▶ **What is required**
A word-for-word copy of the following listing is needed. Leave out its images.

▶ **Provided records**
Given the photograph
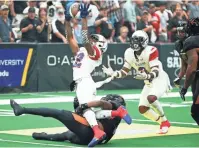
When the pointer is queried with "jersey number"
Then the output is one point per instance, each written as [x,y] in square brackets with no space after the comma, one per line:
[51,12]
[78,60]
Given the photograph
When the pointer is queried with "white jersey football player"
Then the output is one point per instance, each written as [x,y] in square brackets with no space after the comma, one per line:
[144,59]
[86,59]
[52,10]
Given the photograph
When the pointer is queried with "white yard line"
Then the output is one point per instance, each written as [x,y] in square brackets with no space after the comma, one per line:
[59,99]
[34,143]
[180,123]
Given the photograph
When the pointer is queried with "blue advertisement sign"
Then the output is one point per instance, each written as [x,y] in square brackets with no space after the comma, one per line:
[14,64]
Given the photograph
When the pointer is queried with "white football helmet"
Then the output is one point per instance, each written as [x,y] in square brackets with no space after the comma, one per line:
[99,41]
[139,40]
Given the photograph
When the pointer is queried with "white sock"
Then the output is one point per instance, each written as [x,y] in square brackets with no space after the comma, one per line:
[158,108]
[90,117]
[103,114]
[150,114]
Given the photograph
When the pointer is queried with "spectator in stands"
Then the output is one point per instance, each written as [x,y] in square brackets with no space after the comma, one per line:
[144,24]
[193,9]
[114,12]
[175,22]
[19,6]
[184,14]
[44,28]
[77,30]
[130,16]
[103,26]
[154,18]
[58,28]
[139,8]
[29,27]
[123,38]
[31,4]
[5,25]
[164,18]
[92,17]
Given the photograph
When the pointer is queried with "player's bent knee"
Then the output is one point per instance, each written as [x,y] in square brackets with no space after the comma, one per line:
[197,100]
[195,112]
[143,109]
[151,98]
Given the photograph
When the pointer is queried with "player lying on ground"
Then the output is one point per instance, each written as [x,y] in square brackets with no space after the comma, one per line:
[86,59]
[188,48]
[79,130]
[144,59]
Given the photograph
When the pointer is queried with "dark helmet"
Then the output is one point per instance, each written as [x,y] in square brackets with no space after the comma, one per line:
[182,30]
[193,26]
[115,98]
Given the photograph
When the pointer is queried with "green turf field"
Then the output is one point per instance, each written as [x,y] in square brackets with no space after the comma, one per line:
[16,131]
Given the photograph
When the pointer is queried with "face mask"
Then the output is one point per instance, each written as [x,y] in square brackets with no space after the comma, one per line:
[61,18]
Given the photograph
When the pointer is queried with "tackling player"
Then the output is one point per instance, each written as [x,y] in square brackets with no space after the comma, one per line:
[189,52]
[79,130]
[144,59]
[86,59]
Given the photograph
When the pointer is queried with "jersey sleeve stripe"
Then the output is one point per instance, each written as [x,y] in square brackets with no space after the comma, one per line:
[154,54]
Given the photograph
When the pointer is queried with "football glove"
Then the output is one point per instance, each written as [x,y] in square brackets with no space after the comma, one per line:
[183,92]
[142,76]
[84,12]
[176,82]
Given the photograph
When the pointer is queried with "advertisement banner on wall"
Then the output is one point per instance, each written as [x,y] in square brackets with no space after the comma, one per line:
[55,68]
[14,65]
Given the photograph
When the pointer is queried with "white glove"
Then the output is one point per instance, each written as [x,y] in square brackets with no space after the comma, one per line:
[141,76]
[109,71]
[108,80]
[100,83]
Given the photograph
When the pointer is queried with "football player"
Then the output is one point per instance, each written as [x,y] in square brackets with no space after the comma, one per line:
[144,59]
[190,65]
[86,59]
[79,131]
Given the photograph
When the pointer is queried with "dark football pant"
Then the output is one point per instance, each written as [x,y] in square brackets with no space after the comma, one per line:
[195,97]
[79,129]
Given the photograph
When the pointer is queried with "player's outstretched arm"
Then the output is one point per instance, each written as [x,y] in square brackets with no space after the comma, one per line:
[181,74]
[101,83]
[190,71]
[84,13]
[72,42]
[183,69]
[191,67]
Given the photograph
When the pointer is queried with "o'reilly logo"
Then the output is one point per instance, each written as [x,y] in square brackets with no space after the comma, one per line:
[4,73]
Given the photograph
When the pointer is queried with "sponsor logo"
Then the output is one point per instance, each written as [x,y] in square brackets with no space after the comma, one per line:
[53,60]
[4,73]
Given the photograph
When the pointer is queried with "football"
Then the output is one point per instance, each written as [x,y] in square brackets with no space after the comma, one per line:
[74,10]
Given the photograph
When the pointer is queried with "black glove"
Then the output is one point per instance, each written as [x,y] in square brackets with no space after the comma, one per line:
[84,12]
[183,91]
[176,82]
[72,86]
[67,13]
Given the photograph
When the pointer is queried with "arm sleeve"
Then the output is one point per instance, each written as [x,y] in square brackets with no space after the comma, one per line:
[153,58]
[22,24]
[127,60]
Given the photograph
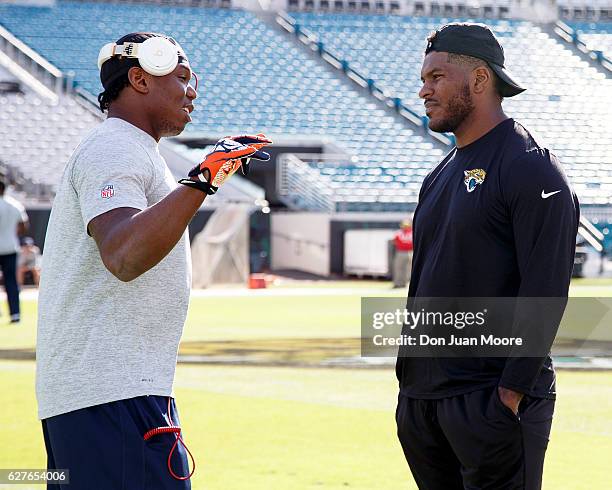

▶ **Task response**
Given the photograph
When the pointer is queried with "jersey number"
Then the output is one point per instance, each written as [x,y] in square brackets with no space after the comma, one per line:
[51,12]
[78,60]
Given the photograph
When the pointer is queried with "white jersey football player"
Then the output is one point per instance, each written as [x,y] in square brackets with no space after the comma, one per line:
[144,59]
[86,59]
[52,10]
Given the photograph
When the pointer is queried with "white yard line"
Then the output is one point per instance, each written as [x,y] in square brackets with no space after the comma, one per line:
[59,99]
[34,143]
[180,123]
Given the photograph
When the pointer is queried with "blue advertisement sign"
Then the output is one point per instance, each written as [x,y] in square brackets with no space after the comma, one per line:
[14,64]
Given the photograph
When the pointer is queried with "white football helmet"
Then the output is one point per instance, each written as [x,y] in square brackets with no space after the comma, one per line:
[99,41]
[139,40]
Given the photograph
When the pointer is queried with "white sock"
Then the output is one point per instance, each written as [x,y] in square brackets with no space after the comma, one per line:
[158,108]
[90,117]
[103,114]
[150,114]
Given the photograph
When the pointer is queried with "spectator in stands"
Then the output is one point per instance, each written as [x,y] in square brackets with no space after the comma, one per line:
[144,24]
[193,9]
[114,12]
[175,22]
[19,6]
[184,14]
[44,28]
[77,30]
[130,16]
[103,26]
[154,18]
[58,28]
[139,8]
[29,27]
[123,38]
[31,4]
[5,25]
[164,18]
[92,17]
Given the photograph
When the pointer is queried with "player's bent knee"
Then the output is one point per instance, each written as [x,y] in square brackets with no space after the comma, one per line:
[197,100]
[195,112]
[143,109]
[151,98]
Given the photograph
When the pointer is queried with "player lying on ground"
Then the output is one point per instance, each written as [x,y] in square brackets with no space after the comma, one per line:
[86,59]
[188,48]
[79,130]
[144,59]
Given the photograph
When the pointer is queried with "dark helmet"
Then the output is one point per instance, each written as [x,y] in square brackets with no space after the comma, one per line:
[182,30]
[193,26]
[115,98]
Given the photograph
When the pointer is queried with "green turf field"
Then the output is one point per instance, each written as [x,y] in square brackets with no space after the comma, one per line:
[16,131]
Given the photograph
When the pointer is queried with "face mask"
Then the output is one point per instance, each written as [x,y] in square brackets with no space after the comma, one per line:
[61,18]
Given the photograph
When the pointer is queried with "tackling player"
Then the output is one point per instance, each written as [x,y] in square brackets with no space after the comma, one per line:
[189,52]
[79,130]
[144,59]
[86,59]
Given the photograph
When the pointer is queried with "jersey sleeve stripe"
Then the output is one point per instance, each written as [x,y] in square brackets with no space after the comma, one per line:
[154,54]
Given the photograph
When the pointer is queried with "football glove"
Then the output is one point per instance, each written as [x,y] in square brackets with no space after the comma, one per line:
[183,92]
[142,76]
[84,12]
[176,82]
Given the photograph
When the pointer is queried with "advertisement banner on wall"
Then the output is one point per instance, each written as [x,y] in square brackets with no space after the comma, one per line:
[55,68]
[14,65]
Given the photograph
When the pointer is queried with "white glove"
Then the output is one point per instance, each written as [x,y] in square brackets with no space after the comma, one per line:
[141,76]
[109,71]
[108,80]
[100,83]
Given the photograph
When the pointer is queried with "football player"
Then the output is one point per instance, each written as [x,y] in square brackets with no space after the comma, one per line:
[144,59]
[190,65]
[86,59]
[79,131]
Given the photograph
When the pointer is queried with "dark football pant"
Then the output is one point per instance, each written as [x,y] in square brackets with no space after the comma, one per line:
[195,97]
[79,129]
Given the photograph
When the pointer is queried with "player's outstretched arm"
Then the output is one point per instance, each written as [x,y] in square brackets with no space after the comma, one per line:
[181,74]
[101,83]
[190,71]
[84,13]
[72,42]
[183,69]
[191,67]
Given the photograph
When the pointer is queried with "o'reilly logo"
Then the output is one point per instance, each written as [x,y] in square brackets with no space after the comma, one per line:
[4,73]
Given the photograph
When the pointer is queried with "sponsor logo"
Then the output is one point per instance, each written as [x,y] in square brackets with no space after the comma, one per line:
[53,60]
[4,73]
Given the photograph
When the pointer is queried with "football"
Then the output is one point per instance, each written as [x,y] in square brackets with no space after the comma, one per line:
[74,10]
Given the photograph
When the pointer is queried with "black glove"
Then the output is one point per instance, each written as [x,y] in square brackets with no space after the comma, one per line:
[84,12]
[183,91]
[176,82]
[72,86]
[67,13]
Given the photograph
When the pointer is queried with "arm sleeve"
Then the output is one point per instance, each written as [x,y] in square brackets with no space after the comma, one per line:
[153,58]
[22,24]
[127,60]
Given the photograph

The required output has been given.